### Tâche à réaliser
Citez sans rien changer le passage de l'extrait présenté qui va de « Au Jueves, le » jusqu'à « des années précédentes... ».

Au coin de la rue, en face de l’église, je m’arrête devant le kiosque. Il y a un an et demi, j’étais exactement au même endroit, le mardi 28 octobre 2014 vers 11 heures. J’achetais mon journal. Mon téléphone a sonné et j’ai vu surgir au même moment, devant moi, le jeune torero Pepe Moral. Coup d’œil au téléphone : c’est Zocato qui appelle. Je décroche en me jetant dans l’abrazo traditionnel avec Pepe. « C’est Zocato ! » lui dis-je. « Embrasse le pour moi ! » et il repart à grandes enjambées. Je reprends Vincent, qui m’annonce la mort de José Mari Manzanares : « On l’a retrouvé ce matin dans sa finca, près de Caceres. On pense que c’est une crise cardiaque. 61 ans ! » Zocato a, dans ces cas-là, une voix grave et douce. Je l’écoute en regardant le dos de Pepe Moral qui s’éloigne, gai et en pleine forme, qui ignore tout de ce qui vient d’arriver. Impossible d’oublier ce moment. Chaque fois que je passe à ce coin de rue, tout me revient. Comme la tête des deux charcutiers du marché de l’Incarnation, à qui, quelques minutes plus tard, j’avais appris la nouvelle : une magnifique photo de Manzanares trônait au dessus de leur étal. Je leur avais dit « Vous savez qu’on vient de le retrouver mort ? » Et les deux s’étaient figés, massifs, sinistres, le regard fixé sur moi, un large couteau dressé à la main droite…

Au Jueves, le marché aux puces de la calle feria, deux stands de circonstances présentent ce matin quelques dizaines de robes flamencas d'occasion, de toute tailles, d'inspirations diverses : chaque année, la mode impose un autre code de couleurs, de tailles de pois, de largeurs de rayures. La Féria commence dans un mois, et les pauvres se contenteront des codes des années précédentes...

### Données fournies

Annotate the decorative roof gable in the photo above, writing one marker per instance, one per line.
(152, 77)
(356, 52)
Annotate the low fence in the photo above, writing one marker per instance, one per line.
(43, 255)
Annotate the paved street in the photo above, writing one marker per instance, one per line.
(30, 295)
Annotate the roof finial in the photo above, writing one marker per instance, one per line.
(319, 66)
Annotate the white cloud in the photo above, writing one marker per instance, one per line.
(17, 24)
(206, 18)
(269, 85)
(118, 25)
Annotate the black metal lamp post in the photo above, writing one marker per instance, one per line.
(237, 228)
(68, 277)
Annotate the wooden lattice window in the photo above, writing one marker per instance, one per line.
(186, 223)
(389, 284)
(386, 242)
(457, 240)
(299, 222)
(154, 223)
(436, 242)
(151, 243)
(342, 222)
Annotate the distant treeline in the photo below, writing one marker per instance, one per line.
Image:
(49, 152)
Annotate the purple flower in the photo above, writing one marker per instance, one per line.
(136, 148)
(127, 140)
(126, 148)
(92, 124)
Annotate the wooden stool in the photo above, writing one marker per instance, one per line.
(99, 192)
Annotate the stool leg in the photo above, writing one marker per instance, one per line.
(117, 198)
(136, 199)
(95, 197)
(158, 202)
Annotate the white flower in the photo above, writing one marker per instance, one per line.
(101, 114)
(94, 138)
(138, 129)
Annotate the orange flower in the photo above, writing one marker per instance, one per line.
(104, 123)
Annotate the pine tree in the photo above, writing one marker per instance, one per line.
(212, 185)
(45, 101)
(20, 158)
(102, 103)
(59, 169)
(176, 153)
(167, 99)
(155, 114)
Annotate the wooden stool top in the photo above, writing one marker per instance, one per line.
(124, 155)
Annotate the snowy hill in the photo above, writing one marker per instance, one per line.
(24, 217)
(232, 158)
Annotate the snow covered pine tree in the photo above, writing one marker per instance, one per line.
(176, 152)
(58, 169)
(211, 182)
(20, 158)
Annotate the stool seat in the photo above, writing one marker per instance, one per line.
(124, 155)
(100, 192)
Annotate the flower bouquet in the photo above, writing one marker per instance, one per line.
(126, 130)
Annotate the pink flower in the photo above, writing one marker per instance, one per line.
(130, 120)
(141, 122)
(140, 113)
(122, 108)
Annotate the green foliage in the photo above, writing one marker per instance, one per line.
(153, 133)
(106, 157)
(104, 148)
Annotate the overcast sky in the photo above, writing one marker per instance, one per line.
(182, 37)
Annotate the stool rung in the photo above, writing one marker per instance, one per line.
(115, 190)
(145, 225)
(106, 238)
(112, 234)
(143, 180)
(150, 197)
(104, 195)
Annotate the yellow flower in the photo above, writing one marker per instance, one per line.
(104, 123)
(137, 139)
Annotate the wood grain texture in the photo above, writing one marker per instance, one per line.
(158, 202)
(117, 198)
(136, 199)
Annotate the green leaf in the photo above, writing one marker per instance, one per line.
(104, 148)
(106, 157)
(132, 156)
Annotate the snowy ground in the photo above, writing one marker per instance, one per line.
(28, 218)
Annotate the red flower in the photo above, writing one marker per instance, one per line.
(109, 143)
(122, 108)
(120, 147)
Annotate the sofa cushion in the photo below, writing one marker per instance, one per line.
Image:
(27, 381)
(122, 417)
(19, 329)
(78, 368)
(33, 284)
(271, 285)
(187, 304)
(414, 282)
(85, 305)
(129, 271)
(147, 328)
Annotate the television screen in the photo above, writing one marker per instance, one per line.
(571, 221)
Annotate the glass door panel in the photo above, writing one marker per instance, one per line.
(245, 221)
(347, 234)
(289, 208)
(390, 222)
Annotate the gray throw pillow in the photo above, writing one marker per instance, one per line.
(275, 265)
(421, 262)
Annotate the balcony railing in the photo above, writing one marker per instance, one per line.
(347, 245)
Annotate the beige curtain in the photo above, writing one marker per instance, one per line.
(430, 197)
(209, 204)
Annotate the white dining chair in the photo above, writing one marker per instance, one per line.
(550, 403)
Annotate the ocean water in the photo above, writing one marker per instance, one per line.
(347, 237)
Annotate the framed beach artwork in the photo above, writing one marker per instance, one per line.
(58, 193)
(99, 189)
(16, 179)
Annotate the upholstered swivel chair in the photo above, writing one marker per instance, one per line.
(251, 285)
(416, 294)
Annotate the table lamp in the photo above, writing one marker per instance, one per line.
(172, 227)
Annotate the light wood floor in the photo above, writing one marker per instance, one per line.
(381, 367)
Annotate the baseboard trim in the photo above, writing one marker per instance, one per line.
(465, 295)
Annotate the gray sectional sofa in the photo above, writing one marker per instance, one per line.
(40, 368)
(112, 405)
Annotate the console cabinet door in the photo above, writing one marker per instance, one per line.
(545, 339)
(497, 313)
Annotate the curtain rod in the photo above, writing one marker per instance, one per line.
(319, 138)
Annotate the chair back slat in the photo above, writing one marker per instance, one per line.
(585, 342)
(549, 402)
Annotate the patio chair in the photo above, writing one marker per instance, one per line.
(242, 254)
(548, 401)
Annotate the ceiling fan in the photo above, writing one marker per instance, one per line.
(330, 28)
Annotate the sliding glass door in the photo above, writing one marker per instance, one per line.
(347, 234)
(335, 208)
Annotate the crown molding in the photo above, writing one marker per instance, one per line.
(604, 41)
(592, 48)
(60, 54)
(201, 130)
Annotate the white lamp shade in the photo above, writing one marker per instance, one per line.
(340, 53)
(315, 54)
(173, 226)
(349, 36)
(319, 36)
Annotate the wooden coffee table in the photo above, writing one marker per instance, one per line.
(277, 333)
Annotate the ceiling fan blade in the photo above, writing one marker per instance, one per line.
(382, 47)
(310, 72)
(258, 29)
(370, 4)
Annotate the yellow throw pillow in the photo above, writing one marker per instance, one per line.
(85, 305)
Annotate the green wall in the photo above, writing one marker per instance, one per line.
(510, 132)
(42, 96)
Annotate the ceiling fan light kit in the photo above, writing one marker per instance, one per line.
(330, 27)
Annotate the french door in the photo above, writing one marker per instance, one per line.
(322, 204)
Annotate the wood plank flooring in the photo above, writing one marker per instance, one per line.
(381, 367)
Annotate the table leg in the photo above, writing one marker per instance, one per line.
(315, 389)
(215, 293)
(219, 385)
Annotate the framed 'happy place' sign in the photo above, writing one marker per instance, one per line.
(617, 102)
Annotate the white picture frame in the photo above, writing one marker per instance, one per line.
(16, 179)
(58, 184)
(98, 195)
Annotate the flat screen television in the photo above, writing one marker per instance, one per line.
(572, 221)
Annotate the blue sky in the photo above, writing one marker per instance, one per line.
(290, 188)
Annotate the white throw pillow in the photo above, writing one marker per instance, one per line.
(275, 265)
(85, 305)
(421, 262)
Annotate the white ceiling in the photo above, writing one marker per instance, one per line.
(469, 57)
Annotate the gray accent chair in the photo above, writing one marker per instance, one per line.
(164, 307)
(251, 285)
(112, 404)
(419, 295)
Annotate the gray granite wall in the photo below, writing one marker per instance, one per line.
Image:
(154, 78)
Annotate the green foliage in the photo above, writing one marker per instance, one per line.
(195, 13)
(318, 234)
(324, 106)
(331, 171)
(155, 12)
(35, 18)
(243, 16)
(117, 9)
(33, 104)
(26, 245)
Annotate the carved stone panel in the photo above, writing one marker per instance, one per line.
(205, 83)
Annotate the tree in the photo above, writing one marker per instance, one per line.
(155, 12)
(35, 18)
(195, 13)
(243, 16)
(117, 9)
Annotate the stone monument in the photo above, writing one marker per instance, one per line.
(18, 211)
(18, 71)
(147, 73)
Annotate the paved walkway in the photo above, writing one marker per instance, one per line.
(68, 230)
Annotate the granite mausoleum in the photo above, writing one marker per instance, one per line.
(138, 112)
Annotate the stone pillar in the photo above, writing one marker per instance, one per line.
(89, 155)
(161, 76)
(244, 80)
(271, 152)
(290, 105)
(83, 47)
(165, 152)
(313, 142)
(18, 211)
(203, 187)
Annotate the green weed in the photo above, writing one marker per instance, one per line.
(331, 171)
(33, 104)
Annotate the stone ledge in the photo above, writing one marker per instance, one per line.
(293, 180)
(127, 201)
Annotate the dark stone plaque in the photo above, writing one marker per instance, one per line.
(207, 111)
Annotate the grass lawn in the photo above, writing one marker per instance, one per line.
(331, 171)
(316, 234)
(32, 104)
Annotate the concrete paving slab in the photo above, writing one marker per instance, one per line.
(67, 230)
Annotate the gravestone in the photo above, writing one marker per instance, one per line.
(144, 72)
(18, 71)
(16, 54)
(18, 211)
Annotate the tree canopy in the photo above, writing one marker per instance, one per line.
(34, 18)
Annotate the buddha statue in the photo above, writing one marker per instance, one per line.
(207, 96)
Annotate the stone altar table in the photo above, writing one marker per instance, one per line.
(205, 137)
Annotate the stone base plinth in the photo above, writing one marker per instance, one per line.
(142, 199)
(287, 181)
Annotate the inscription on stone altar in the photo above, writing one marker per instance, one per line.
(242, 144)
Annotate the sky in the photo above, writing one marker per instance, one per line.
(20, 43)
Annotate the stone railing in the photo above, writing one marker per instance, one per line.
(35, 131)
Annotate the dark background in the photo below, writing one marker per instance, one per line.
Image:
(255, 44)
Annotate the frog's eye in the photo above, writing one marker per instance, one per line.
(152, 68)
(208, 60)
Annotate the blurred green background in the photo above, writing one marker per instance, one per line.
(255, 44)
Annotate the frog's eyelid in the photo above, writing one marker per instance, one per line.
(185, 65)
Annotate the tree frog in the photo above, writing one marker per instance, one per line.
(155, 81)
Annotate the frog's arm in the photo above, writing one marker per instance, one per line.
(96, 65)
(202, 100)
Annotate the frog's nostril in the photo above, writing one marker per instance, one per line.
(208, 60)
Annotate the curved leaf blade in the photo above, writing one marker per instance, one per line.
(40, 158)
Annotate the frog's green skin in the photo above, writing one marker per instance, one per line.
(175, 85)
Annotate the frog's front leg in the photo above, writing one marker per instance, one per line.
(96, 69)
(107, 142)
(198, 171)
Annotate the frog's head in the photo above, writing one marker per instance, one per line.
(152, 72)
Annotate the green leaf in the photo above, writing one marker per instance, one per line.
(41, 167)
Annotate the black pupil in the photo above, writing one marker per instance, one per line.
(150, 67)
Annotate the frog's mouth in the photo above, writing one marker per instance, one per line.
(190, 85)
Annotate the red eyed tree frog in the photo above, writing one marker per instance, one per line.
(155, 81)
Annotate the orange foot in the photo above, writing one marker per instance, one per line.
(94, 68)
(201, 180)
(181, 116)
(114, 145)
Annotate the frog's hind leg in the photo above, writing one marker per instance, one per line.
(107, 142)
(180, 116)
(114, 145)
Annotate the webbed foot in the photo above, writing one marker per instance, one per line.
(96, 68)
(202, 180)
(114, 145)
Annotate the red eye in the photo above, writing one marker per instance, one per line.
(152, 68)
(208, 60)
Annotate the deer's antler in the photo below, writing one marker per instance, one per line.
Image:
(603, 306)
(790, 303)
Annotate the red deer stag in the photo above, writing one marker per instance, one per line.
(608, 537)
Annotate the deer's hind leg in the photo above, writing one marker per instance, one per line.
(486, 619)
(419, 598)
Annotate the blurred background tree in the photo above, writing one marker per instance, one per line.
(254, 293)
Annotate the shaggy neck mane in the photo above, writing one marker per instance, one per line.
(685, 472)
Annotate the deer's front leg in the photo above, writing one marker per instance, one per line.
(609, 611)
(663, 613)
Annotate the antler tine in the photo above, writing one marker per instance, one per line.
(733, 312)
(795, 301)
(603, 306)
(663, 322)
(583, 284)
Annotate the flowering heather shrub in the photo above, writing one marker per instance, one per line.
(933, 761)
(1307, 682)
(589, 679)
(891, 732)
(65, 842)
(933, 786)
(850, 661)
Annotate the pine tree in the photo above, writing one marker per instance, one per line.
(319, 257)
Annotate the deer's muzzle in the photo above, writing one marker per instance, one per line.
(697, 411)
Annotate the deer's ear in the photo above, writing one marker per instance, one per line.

### Résultat
Au Jueves, le marché aux puces de la calle feria, deux stands de circonstances présentent ce matin quelques dizaines de robes flamencas d'occasion, de toute tailles, d'inspirations diverses : chaque année, la mode impose un autre code de couleurs, de tailles de pois, de largeurs de rayures. La Féria commence dans un mois, et les pauvres se contenteront des codes des années précédentes...